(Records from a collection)

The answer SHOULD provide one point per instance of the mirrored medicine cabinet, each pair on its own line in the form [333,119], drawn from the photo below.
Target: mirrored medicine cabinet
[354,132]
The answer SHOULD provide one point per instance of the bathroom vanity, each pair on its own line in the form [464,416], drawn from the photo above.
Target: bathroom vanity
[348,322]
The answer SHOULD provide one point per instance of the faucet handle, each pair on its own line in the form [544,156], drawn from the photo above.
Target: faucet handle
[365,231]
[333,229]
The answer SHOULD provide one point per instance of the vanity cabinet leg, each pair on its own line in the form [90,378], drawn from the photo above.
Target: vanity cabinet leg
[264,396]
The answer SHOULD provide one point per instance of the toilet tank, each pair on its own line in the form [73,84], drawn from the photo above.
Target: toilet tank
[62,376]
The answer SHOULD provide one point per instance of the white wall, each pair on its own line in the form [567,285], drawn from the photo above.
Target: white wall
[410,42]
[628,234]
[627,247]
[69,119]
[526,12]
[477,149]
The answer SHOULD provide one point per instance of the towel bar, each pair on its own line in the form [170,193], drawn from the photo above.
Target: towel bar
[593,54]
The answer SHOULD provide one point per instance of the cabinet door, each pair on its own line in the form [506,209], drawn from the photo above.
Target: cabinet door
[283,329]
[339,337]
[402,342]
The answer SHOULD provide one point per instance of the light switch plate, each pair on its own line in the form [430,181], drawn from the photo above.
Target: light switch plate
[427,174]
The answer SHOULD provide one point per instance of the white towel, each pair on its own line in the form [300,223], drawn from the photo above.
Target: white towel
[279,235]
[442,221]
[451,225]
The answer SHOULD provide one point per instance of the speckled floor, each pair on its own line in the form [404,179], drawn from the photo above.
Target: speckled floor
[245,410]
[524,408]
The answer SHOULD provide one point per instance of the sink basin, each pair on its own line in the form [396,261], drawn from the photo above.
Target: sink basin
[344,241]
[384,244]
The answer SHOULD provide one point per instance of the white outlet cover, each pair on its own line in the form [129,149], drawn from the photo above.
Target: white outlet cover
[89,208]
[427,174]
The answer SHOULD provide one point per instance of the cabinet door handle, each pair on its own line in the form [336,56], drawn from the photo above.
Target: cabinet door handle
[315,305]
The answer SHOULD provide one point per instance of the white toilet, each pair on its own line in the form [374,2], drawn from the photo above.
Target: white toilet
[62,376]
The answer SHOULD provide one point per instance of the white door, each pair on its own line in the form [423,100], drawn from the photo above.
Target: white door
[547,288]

• _Exercise objective_
Each entry above is to be transcribed without alteration.

• _Result below_
The answer SHOULD provide one point per instance of the mirrored medicine cabinet, each pair on its own line in the form [333,119], drawn from the photo below.
Target: mirrored medicine cabinet
[354,132]
The answer SHOULD provide one point per instance of the bathroom vanity, each pair on its own line in the form [464,416], drawn from the photo above.
Target: bathroom vanity
[348,322]
The answer SHOULD provide one point per instance of the faucet handle, each pair on its own line in the form [544,156], drawn from the photo above.
Target: faucet handle
[365,231]
[333,229]
The answer SHOULD provide one point per instance of the vanity cabinet leg, each pair on its own line in the form [90,378], drawn from the photo above.
Target: vanity cabinet leg
[264,396]
The answer SHOULD provide one point per instance of the toilet tank, each pair on its own line in the form [73,84], drawn from the photo above.
Target: toilet tank
[62,376]
The answer SHOULD provide one point per instance of the white wall, each pair on its own line in the form [567,285], drawn from the photo above.
Target: white wall
[410,42]
[628,234]
[627,247]
[69,119]
[526,12]
[477,149]
The answer SHOULD provide one point per instance of the towel bar, each pair on its own line in the form [170,193], drawn from the photo above.
Target: towel bar
[593,54]
The answer SHOULD provide one point per instance of the cabinet door, each pair on its own line in the form [506,209], drawn from the photo above.
Target: cabinet door
[283,329]
[339,337]
[402,342]
The answer SHOULD provide one point per instance of the light switch plate, each pair on its own line in the form [430,181], drawn from the photo above.
Target: light switch plate
[427,174]
The answer SHOULD provide one point per instance of the white towel, each pair on its own line in the form [300,223], drawn from the photo above.
Target: white towel
[279,235]
[442,221]
[451,225]
The answer SHOULD provide one point per instance of the speckled floor, each pair on its own line in the form [404,179], drawn from the photo above.
Target: speckled floor
[245,410]
[524,408]
The answer SHOULD provide one point per instance of the sink basin, each pair on its own line in the form [396,261], drawn from the photo above.
Target: sink basin
[344,241]
[384,244]
The answer SHOULD provide one point per instance of the white outlet cover, each pair on its own line in the form [129,149], drawn from the photo above.
Target: white outlet cover
[89,208]
[427,174]
The answer SHOULD provide one point per instance of the cabinet door handle, each pair on its own line in the form [336,56], drawn from the photo above.
Target: cabinet door handle
[315,305]
The answer SHOULD provide one point per instance of the white toilet, each pair on its own line in the form [374,2], drawn from the photo above.
Target: white toilet
[62,376]
The answer SHOULD provide one point per instance of the white door, each pair on its own line in the form [423,100], drawn from the photo above.
Target: white door
[547,288]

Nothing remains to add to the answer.